--- Data Enclosed Below ---
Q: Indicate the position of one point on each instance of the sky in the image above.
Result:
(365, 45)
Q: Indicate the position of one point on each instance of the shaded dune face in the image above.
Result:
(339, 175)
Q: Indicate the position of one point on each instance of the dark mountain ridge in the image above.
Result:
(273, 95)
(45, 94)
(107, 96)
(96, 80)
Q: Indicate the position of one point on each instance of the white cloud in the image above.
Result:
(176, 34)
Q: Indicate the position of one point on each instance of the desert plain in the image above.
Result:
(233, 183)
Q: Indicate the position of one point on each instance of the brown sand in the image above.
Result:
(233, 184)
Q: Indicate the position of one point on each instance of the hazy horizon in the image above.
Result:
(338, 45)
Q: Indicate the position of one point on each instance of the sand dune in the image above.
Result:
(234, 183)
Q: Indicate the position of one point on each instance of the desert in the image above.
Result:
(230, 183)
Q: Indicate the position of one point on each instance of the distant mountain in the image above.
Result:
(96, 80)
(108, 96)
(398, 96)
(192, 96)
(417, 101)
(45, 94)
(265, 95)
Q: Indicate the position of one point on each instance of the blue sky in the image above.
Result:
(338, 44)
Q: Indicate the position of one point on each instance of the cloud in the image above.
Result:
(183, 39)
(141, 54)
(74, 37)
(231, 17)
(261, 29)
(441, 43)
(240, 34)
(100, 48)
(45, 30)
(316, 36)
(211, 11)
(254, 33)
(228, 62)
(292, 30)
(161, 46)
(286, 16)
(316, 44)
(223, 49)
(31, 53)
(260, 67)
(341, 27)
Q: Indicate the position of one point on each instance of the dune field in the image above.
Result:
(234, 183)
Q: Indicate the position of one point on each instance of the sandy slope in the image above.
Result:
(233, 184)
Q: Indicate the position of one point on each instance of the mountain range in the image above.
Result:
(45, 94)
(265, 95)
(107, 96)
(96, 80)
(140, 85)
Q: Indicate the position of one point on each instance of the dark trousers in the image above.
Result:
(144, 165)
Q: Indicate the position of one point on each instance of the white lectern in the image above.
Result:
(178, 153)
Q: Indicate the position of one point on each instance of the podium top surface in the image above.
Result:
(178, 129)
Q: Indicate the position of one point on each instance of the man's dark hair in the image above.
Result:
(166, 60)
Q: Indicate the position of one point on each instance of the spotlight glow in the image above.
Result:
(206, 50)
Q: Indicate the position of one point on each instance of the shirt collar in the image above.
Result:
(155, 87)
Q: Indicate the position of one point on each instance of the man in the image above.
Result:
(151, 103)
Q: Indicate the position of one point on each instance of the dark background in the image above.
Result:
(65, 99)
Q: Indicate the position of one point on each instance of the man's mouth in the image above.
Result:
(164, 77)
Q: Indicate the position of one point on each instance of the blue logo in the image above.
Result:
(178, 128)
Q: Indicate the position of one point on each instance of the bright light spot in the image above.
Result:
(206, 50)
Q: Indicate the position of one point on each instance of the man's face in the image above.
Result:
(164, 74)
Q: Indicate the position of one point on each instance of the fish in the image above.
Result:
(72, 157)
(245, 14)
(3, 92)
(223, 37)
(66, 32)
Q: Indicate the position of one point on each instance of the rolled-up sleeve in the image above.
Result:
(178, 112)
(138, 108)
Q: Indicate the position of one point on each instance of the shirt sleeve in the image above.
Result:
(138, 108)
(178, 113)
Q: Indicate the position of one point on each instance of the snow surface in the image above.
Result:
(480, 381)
--- End of Enclosed Data ---
§ **Task instructions**:
Copy the entries exactly, leaving no line out.

§ **Finished exercise**:
Q: Indicate the position of one point on each instance of the sky in the image above.
Result:
(365, 45)
Q: Indicate the position of one point on each instance of the shaded dune face in the image above.
Result:
(339, 175)
Q: Indicate the position of one point on each instance of the dark mountain ridge in the image above.
Result:
(273, 95)
(45, 94)
(107, 96)
(96, 80)
Q: Indicate the position of one point on each instance of the white cloud in the image above.
Result:
(176, 34)
Q: Indicate the position of one point on each instance of the desert plain in the image above.
Result:
(233, 183)
Q: Indicate the position of one point on each instance of the brown sand in the image above.
Result:
(233, 184)
Q: Indicate the position of one point on each instance of the hazy horizon in the image above.
Result:
(338, 45)
Q: Indicate the position of one point on each instance of the sand dune in the image above.
Result:
(234, 183)
Q: Indicate the position of one point on each instance of the desert in the image above.
Result:
(230, 183)
Q: Indicate the position of one point on each instance of the distant mountain in the image above.
Result:
(96, 80)
(108, 96)
(398, 96)
(192, 96)
(417, 101)
(45, 94)
(265, 95)
Q: Indicate the position of one point on each instance of the blue sky in the image above.
Result:
(338, 44)
Q: Indicate the position of one point on each instance of the cloud in the image above.
Result:
(183, 39)
(141, 54)
(74, 37)
(231, 17)
(261, 29)
(441, 43)
(240, 34)
(100, 48)
(45, 30)
(316, 36)
(211, 11)
(254, 33)
(228, 62)
(292, 30)
(161, 46)
(286, 16)
(316, 44)
(223, 49)
(31, 53)
(260, 67)
(341, 27)
Q: Indicate the position of one point on each instance of the dune field in the image above.
Result:
(234, 183)
Q: Indicate the position of one point on each instance of the sandy slope in the image above.
Result:
(233, 184)
Q: Indicate the position of one point on each instance of the mountain range in the image above.
Result:
(45, 94)
(265, 95)
(107, 96)
(96, 80)
(140, 85)
Q: Indicate the position of one point on each instance of the dark trousers in the image above.
Result:
(144, 165)
Q: Indicate the position of one point on each instance of the white lectern in the image above.
Result:
(178, 153)
Q: Indicate the position of one point on each instance of the podium top surface in the image above.
Result:
(178, 129)
Q: Indicate the position of one point on each instance of the man's dark hair in the image above.
Result:
(166, 60)
Q: Indicate the position of one point on each instance of the spotlight glow in the image above.
Result:
(206, 50)
Q: Indicate the position of one point on each instance of the shirt collar in the image above.
Result:
(155, 87)
Q: Indicate the position of one point on each instance of the man in the image above.
Result:
(151, 103)
Q: Indicate the position of one point on each instance of the dark background in the image above.
Result:
(65, 99)
Q: Indicate the position of one point on each instance of the man's mouth in the image above.
Result:
(164, 77)
Q: Indicate the position of one point on each instance of the blue logo in the image above.
Result:
(178, 128)
Q: Indicate the position of one point on each instance of the bright light spot in the image above.
Result:
(206, 50)
Q: Indicate the position of one point on each instance of the man's face in the image above.
Result:
(164, 74)
Q: Indicate the position of one point on each instance of the fish in the image above.
Result:
(72, 157)
(245, 14)
(3, 92)
(223, 37)
(66, 32)
Q: Indicate the position of one point on each instance of the rolled-up sleeve in the image above.
Result:
(178, 112)
(138, 108)
Q: Indicate the position of one point on each instance of the shirt sleeve in the image above.
Result:
(138, 108)
(178, 113)
Q: Indicate the position of one point on each instance of the snow surface in the image above.
Result:
(480, 381)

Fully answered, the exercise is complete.